Dataset entries
•••••

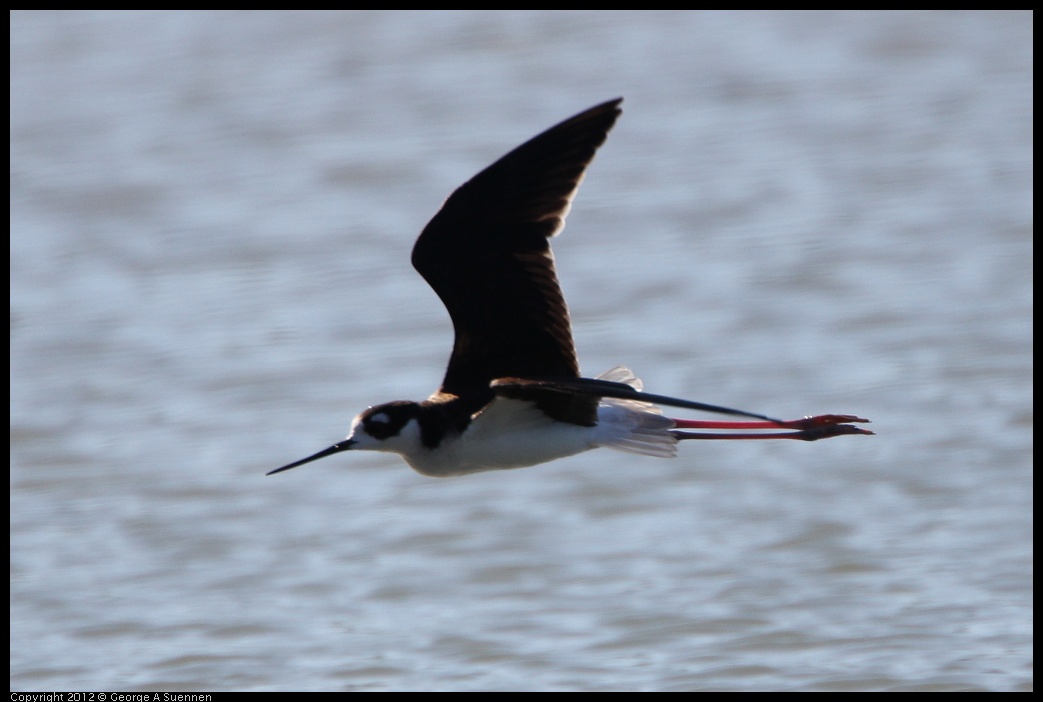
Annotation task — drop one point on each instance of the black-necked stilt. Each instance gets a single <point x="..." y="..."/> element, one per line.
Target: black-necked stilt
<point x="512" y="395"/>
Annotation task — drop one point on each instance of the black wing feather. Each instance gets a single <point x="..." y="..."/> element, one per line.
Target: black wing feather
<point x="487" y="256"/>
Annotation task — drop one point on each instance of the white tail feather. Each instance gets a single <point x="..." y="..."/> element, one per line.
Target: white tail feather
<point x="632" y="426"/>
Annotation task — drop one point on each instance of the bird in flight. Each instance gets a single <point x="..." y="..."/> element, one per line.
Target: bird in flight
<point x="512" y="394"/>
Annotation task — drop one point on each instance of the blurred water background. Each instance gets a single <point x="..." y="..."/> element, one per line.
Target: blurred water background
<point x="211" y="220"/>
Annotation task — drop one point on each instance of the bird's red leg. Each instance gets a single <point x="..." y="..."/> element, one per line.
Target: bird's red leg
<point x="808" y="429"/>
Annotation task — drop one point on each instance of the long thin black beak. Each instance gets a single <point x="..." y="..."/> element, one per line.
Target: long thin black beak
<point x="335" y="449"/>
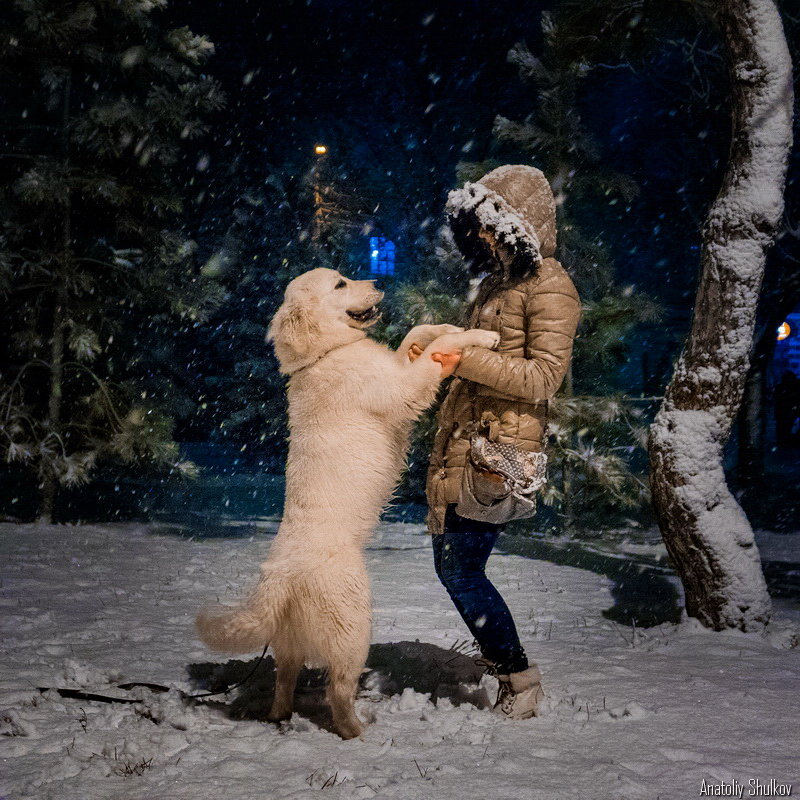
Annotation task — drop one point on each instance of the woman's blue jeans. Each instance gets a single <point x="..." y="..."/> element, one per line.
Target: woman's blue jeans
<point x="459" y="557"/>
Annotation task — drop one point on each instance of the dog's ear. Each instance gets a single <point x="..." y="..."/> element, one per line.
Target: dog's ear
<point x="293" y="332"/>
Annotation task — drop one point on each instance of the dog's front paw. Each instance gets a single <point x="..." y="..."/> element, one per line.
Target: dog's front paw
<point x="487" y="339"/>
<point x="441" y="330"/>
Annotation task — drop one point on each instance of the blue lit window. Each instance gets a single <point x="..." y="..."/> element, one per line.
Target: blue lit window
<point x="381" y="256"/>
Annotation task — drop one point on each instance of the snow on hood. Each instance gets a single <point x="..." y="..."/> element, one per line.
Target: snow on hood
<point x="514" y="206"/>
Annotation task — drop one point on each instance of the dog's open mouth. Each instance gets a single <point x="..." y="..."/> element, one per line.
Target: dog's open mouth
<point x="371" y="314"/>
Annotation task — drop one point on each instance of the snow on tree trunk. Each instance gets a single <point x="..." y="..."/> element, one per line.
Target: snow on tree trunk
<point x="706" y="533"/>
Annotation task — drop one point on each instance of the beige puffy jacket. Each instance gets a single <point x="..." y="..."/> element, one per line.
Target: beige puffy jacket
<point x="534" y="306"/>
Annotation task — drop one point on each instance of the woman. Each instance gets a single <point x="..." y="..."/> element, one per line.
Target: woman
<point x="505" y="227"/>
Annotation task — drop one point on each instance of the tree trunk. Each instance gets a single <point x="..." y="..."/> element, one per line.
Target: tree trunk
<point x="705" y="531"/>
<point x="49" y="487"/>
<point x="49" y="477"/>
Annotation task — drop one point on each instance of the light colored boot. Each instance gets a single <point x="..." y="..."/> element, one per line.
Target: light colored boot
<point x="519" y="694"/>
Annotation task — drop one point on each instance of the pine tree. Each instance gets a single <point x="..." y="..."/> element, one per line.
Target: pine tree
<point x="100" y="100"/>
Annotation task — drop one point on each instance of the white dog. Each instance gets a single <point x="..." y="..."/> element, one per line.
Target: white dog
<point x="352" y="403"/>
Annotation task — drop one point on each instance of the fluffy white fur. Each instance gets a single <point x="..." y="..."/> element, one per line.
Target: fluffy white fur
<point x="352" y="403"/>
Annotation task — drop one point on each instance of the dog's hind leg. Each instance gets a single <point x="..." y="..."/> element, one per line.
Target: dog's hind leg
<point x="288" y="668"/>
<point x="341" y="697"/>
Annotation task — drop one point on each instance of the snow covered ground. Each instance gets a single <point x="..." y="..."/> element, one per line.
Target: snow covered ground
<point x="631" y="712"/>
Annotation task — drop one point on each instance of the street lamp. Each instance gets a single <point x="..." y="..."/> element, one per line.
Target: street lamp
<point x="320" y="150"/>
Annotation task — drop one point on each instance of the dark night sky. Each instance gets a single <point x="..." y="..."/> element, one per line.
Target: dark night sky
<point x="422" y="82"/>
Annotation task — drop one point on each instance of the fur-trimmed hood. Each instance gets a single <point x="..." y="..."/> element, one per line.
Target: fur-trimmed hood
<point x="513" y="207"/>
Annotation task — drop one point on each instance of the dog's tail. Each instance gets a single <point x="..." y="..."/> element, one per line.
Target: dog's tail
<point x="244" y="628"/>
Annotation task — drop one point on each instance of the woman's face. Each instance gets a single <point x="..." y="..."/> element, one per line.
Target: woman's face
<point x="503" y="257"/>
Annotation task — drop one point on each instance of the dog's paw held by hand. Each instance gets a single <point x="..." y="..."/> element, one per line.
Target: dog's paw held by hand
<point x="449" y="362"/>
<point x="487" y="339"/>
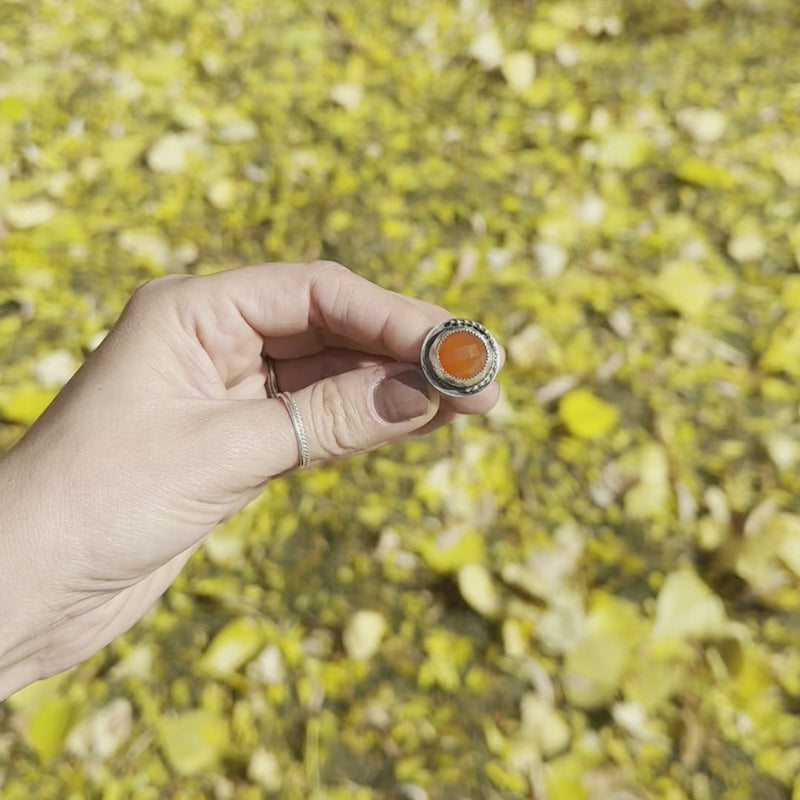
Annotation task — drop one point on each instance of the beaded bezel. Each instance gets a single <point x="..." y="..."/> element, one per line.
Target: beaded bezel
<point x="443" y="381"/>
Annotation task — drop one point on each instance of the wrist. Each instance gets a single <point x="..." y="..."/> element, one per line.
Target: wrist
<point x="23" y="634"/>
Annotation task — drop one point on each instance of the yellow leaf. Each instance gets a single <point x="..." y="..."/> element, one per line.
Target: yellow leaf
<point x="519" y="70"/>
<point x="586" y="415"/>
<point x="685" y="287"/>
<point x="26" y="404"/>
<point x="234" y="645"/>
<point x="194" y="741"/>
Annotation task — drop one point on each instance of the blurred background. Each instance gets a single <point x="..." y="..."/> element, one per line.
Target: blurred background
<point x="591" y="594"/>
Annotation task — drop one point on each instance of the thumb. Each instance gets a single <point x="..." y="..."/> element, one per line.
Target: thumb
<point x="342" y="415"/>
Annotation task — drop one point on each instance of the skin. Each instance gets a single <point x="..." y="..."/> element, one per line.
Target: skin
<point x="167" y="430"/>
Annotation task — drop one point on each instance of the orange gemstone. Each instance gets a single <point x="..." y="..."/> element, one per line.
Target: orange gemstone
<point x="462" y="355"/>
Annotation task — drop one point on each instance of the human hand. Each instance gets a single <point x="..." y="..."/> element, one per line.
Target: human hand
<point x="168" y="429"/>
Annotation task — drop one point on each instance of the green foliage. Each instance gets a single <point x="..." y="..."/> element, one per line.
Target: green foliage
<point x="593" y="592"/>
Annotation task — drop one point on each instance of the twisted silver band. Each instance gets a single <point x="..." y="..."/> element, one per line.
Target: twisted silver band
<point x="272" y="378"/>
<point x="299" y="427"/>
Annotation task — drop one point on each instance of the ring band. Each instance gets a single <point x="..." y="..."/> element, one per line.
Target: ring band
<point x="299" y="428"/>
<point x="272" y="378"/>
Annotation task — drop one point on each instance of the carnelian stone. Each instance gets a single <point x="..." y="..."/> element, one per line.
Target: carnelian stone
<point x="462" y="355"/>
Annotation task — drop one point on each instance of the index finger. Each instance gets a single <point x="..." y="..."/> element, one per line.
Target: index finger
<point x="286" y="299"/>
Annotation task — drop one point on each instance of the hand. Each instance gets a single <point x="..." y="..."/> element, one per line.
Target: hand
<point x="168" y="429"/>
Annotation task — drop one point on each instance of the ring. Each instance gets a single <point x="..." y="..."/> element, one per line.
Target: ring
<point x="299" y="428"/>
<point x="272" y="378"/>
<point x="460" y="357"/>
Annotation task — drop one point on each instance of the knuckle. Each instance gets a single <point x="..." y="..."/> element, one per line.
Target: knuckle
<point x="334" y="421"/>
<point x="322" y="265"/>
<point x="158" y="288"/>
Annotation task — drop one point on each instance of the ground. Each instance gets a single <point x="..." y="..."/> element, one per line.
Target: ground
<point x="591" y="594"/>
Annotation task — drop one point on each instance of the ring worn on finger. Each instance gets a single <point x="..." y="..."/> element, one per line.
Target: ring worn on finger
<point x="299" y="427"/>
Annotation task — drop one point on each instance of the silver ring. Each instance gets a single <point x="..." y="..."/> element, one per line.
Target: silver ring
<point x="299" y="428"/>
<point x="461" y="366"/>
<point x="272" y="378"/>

•••••

Extract exactly and only the lines above from the line containing "of the ring." through the line containing "of the knuckle.", both end lines included.

Annotation task — drop one point on each instance of the ring. Each instance gets a single <point x="..." y="..."/> element, one per line.
Target: ring
<point x="299" y="428"/>
<point x="272" y="378"/>
<point x="460" y="357"/>
Annotation task — drop one point on each instance of the knuckle. Each instance gets a single <point x="..." y="..."/> element, one per line.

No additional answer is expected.